▸ GIVEN TASK: Reproduce all of the records below, switching every "instance" to "occurrence" and leaving everything else unchanged. Omit the pictures from your output.

** START PROVIDED DATA **

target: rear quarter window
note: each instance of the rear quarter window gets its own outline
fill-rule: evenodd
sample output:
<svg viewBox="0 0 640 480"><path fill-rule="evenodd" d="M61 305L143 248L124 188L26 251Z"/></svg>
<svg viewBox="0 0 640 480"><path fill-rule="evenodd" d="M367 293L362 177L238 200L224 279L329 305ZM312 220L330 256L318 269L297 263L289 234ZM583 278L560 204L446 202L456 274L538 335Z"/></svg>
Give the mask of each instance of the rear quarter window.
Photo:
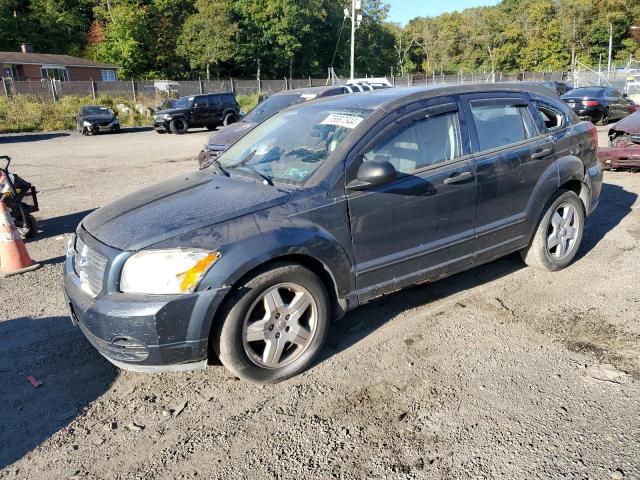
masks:
<svg viewBox="0 0 640 480"><path fill-rule="evenodd" d="M480 151L518 143L538 134L531 113L523 102L472 100L470 106Z"/></svg>

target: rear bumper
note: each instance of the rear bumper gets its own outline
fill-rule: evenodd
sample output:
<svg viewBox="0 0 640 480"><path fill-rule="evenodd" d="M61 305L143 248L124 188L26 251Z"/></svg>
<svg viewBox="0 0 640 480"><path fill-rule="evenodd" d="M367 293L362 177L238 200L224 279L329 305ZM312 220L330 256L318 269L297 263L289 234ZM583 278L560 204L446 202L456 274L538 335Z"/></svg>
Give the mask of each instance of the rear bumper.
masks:
<svg viewBox="0 0 640 480"><path fill-rule="evenodd" d="M604 111L597 110L595 108L574 108L573 111L578 115L578 117L580 117L580 119L589 120L593 123L602 120L602 117L604 117Z"/></svg>
<svg viewBox="0 0 640 480"><path fill-rule="evenodd" d="M134 371L202 368L211 322L228 290L188 295L106 292L94 299L80 288L71 257L64 267L64 295L73 324L101 355Z"/></svg>
<svg viewBox="0 0 640 480"><path fill-rule="evenodd" d="M640 168L640 145L621 148L599 148L598 160L605 170L612 168Z"/></svg>

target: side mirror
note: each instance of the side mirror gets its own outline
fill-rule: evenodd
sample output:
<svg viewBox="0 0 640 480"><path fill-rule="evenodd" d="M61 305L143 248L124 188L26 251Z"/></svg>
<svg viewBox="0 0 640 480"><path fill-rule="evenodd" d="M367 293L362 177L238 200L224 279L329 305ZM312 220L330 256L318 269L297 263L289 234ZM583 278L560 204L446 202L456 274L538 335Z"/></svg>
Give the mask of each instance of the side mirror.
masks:
<svg viewBox="0 0 640 480"><path fill-rule="evenodd" d="M396 179L398 172L389 162L365 160L358 169L355 180L347 185L348 190L366 190L369 187L383 185Z"/></svg>

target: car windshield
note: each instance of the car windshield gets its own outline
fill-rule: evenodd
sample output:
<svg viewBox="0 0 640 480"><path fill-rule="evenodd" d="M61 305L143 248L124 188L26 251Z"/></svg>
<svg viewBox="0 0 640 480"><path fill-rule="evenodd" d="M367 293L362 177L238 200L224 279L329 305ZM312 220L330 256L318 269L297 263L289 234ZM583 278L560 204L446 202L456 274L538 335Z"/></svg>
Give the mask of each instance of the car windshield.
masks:
<svg viewBox="0 0 640 480"><path fill-rule="evenodd" d="M113 115L108 107L84 107L84 113L86 115Z"/></svg>
<svg viewBox="0 0 640 480"><path fill-rule="evenodd" d="M306 99L299 94L274 95L256 105L242 120L244 122L262 123L274 113L304 100Z"/></svg>
<svg viewBox="0 0 640 480"><path fill-rule="evenodd" d="M219 158L225 169L253 170L273 180L304 182L371 110L301 105L274 115Z"/></svg>
<svg viewBox="0 0 640 480"><path fill-rule="evenodd" d="M570 92L567 92L566 95L571 97L602 97L604 95L604 88L574 88Z"/></svg>
<svg viewBox="0 0 640 480"><path fill-rule="evenodd" d="M180 97L173 108L191 108L193 97Z"/></svg>

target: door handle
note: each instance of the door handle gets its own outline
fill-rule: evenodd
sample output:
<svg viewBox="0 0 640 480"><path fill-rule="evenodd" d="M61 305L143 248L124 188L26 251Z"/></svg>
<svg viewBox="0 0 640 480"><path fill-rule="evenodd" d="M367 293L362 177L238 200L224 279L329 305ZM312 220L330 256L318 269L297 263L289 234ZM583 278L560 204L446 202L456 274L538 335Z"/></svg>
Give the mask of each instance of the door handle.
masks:
<svg viewBox="0 0 640 480"><path fill-rule="evenodd" d="M450 177L445 178L444 179L444 183L446 185L448 185L450 183L462 183L462 182L466 182L467 180L470 180L472 178L473 178L473 173L471 173L471 172L454 173Z"/></svg>
<svg viewBox="0 0 640 480"><path fill-rule="evenodd" d="M544 158L553 153L553 148L543 148L542 150L536 150L531 154L532 159Z"/></svg>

** END PROVIDED DATA **

▸ THE RESPONSE:
target: rear quarter window
note: each occurrence of the rear quarter window gets its own outline
fill-rule: evenodd
sample output:
<svg viewBox="0 0 640 480"><path fill-rule="evenodd" d="M61 305L143 248L124 188L26 251Z"/></svg>
<svg viewBox="0 0 640 480"><path fill-rule="evenodd" d="M367 293L362 177L238 200L224 279L329 305ZM312 220L330 256L318 269L297 263L289 234ZM583 278L560 204L446 202L456 274L538 335Z"/></svg>
Give the mask of each occurrence of the rear quarter window.
Photo:
masks:
<svg viewBox="0 0 640 480"><path fill-rule="evenodd" d="M480 151L518 143L538 134L531 113L523 102L472 100L470 106Z"/></svg>

target: rear bumper
note: each occurrence of the rear bumper gets its own outline
fill-rule: evenodd
sample output:
<svg viewBox="0 0 640 480"><path fill-rule="evenodd" d="M61 305L143 248L124 188L26 251Z"/></svg>
<svg viewBox="0 0 640 480"><path fill-rule="evenodd" d="M367 293L362 177L238 200L224 279L329 305ZM312 220L330 256L318 269L297 263L289 234ZM583 278L560 204L446 202L456 274L538 335Z"/></svg>
Give the mask of each occurrence of the rear bumper.
masks:
<svg viewBox="0 0 640 480"><path fill-rule="evenodd" d="M604 111L597 110L595 108L574 108L573 111L578 115L578 117L580 117L580 119L589 120L593 123L602 120L602 117L604 117Z"/></svg>
<svg viewBox="0 0 640 480"><path fill-rule="evenodd" d="M134 371L202 368L211 322L228 290L188 295L106 292L94 299L80 288L71 257L64 267L64 295L73 324L101 355Z"/></svg>
<svg viewBox="0 0 640 480"><path fill-rule="evenodd" d="M640 168L640 145L621 148L599 148L598 160L605 170L612 168Z"/></svg>

target: side mirror
note: each occurrence of the side mirror gets its own outline
fill-rule: evenodd
sample output:
<svg viewBox="0 0 640 480"><path fill-rule="evenodd" d="M61 305L143 248L124 188L26 251Z"/></svg>
<svg viewBox="0 0 640 480"><path fill-rule="evenodd" d="M367 293L362 177L238 200L224 279L329 305ZM312 220L330 256L318 269L297 263L289 234ZM583 278L560 204L446 202L456 274L538 335Z"/></svg>
Give the mask of each occurrence of the side mirror.
masks:
<svg viewBox="0 0 640 480"><path fill-rule="evenodd" d="M396 179L398 172L389 162L365 160L358 169L355 180L347 185L348 190L366 190L369 187L383 185Z"/></svg>

target: car windshield
note: each occurrence of the car windshield gets its own outline
fill-rule: evenodd
sample output:
<svg viewBox="0 0 640 480"><path fill-rule="evenodd" d="M61 305L143 248L124 188L26 251Z"/></svg>
<svg viewBox="0 0 640 480"><path fill-rule="evenodd" d="M367 293L362 177L238 200L224 279L329 305ZM312 220L330 256L318 269L297 263L289 234ZM583 278L560 204L446 202L456 274L538 335Z"/></svg>
Give the mask of each occurrence of the car windshield.
masks:
<svg viewBox="0 0 640 480"><path fill-rule="evenodd" d="M113 115L108 107L84 107L84 113L86 115Z"/></svg>
<svg viewBox="0 0 640 480"><path fill-rule="evenodd" d="M306 99L299 94L274 95L256 105L242 120L244 122L262 123L274 113L304 100Z"/></svg>
<svg viewBox="0 0 640 480"><path fill-rule="evenodd" d="M219 158L225 169L253 170L273 180L304 182L371 110L301 105L274 115Z"/></svg>
<svg viewBox="0 0 640 480"><path fill-rule="evenodd" d="M570 92L567 92L566 95L571 97L602 97L604 95L604 88L574 88Z"/></svg>
<svg viewBox="0 0 640 480"><path fill-rule="evenodd" d="M180 97L173 108L191 108L193 97Z"/></svg>

target: door handle
note: each occurrence of the door handle gets its own outline
fill-rule: evenodd
sample output:
<svg viewBox="0 0 640 480"><path fill-rule="evenodd" d="M61 305L143 248L124 188L26 251Z"/></svg>
<svg viewBox="0 0 640 480"><path fill-rule="evenodd" d="M367 293L362 177L238 200L224 279L329 305ZM312 220L330 256L318 269L297 263L289 234ZM583 278L560 204L446 202L456 274L538 335Z"/></svg>
Give the mask of each occurrence of the door handle.
masks:
<svg viewBox="0 0 640 480"><path fill-rule="evenodd" d="M450 177L445 178L444 179L444 183L446 185L448 185L450 183L462 183L462 182L466 182L467 180L470 180L472 178L473 178L473 173L471 173L471 172L454 173Z"/></svg>
<svg viewBox="0 0 640 480"><path fill-rule="evenodd" d="M544 158L553 153L553 148L543 148L542 150L536 150L531 154L532 159Z"/></svg>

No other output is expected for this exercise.